● **What the task asks**
Find each line below that contains the word "gatorade" and copy those lines out in full.
:::
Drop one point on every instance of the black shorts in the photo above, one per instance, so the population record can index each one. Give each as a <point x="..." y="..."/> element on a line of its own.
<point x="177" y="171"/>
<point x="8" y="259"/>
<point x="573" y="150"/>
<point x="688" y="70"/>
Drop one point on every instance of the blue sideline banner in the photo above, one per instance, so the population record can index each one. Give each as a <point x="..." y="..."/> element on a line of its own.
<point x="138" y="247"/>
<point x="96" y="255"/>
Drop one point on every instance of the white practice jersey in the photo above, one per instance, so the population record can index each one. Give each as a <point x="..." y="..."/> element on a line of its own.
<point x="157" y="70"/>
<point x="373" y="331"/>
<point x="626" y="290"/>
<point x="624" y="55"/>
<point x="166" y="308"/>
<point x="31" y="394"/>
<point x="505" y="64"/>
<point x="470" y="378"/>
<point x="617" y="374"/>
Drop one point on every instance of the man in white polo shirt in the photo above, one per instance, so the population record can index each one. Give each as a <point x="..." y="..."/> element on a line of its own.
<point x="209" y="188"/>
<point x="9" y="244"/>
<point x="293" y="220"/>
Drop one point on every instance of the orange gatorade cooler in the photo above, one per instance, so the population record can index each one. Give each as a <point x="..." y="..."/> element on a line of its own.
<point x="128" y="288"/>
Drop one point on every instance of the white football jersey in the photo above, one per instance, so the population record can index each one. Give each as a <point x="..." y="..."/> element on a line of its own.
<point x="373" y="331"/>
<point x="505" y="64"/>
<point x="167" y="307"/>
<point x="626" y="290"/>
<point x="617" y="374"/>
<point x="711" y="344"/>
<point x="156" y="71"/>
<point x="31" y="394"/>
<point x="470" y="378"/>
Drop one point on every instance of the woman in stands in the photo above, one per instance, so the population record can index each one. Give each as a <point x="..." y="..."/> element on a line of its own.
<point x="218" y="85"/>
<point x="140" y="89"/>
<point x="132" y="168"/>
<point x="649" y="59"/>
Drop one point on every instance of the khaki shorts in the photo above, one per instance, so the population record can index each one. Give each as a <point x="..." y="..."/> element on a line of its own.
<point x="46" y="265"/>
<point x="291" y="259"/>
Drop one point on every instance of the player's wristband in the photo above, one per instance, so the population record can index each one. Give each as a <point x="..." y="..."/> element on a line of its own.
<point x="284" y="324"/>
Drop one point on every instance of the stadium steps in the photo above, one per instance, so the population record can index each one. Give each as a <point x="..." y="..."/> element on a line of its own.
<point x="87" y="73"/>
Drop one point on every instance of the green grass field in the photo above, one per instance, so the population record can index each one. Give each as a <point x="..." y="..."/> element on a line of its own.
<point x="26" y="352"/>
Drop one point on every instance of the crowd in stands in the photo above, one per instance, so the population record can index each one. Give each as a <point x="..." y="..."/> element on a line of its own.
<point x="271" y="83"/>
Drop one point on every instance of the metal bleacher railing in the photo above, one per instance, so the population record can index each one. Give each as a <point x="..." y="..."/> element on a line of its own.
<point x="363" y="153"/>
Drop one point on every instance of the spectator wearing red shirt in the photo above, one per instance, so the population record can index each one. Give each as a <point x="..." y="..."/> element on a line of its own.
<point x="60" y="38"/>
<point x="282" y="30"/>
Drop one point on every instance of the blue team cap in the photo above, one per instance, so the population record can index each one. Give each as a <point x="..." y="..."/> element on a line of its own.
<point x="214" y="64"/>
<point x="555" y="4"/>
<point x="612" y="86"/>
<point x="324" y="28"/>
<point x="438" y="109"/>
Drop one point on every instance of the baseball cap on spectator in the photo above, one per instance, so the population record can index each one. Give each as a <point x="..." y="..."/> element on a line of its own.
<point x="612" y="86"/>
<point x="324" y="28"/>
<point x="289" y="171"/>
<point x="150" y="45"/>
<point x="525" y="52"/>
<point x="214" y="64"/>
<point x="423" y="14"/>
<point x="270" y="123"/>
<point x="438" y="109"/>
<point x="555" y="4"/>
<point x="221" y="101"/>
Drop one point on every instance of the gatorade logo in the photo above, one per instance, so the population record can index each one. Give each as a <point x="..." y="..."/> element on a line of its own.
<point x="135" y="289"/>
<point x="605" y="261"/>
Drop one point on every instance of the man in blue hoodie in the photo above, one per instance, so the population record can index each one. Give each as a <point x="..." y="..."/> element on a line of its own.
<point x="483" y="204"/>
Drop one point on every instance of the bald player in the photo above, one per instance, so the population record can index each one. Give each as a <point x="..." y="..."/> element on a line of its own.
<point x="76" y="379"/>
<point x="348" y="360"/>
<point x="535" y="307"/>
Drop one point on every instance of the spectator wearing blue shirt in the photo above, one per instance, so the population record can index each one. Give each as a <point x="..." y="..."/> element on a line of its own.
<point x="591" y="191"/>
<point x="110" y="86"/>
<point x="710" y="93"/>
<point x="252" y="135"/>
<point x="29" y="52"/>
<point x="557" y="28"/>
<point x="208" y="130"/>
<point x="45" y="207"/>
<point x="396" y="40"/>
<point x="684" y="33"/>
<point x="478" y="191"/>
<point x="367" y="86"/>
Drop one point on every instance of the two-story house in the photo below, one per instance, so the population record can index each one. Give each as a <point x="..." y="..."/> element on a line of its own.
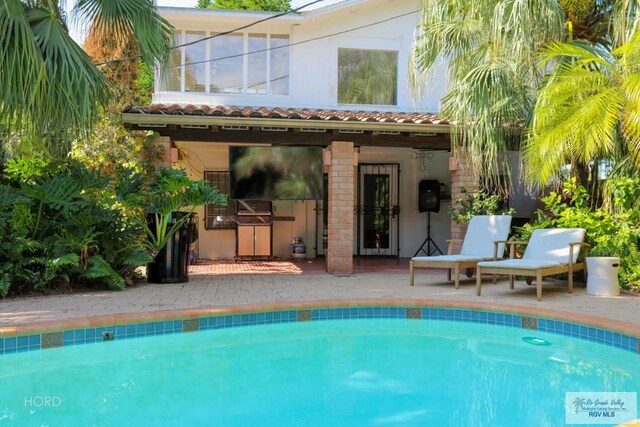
:::
● **Solution to the problem**
Drop one point on every instance of the orange gatorade cooler in the photo above, one per instance, so the population record can index each one. Give each as a <point x="..." y="..."/> element on a line of its own.
Drop one point on every instance of the gatorade logo in the photo above, one per instance, so the population record can index each one. Give each as a <point x="..." y="..."/> element on a line of its own.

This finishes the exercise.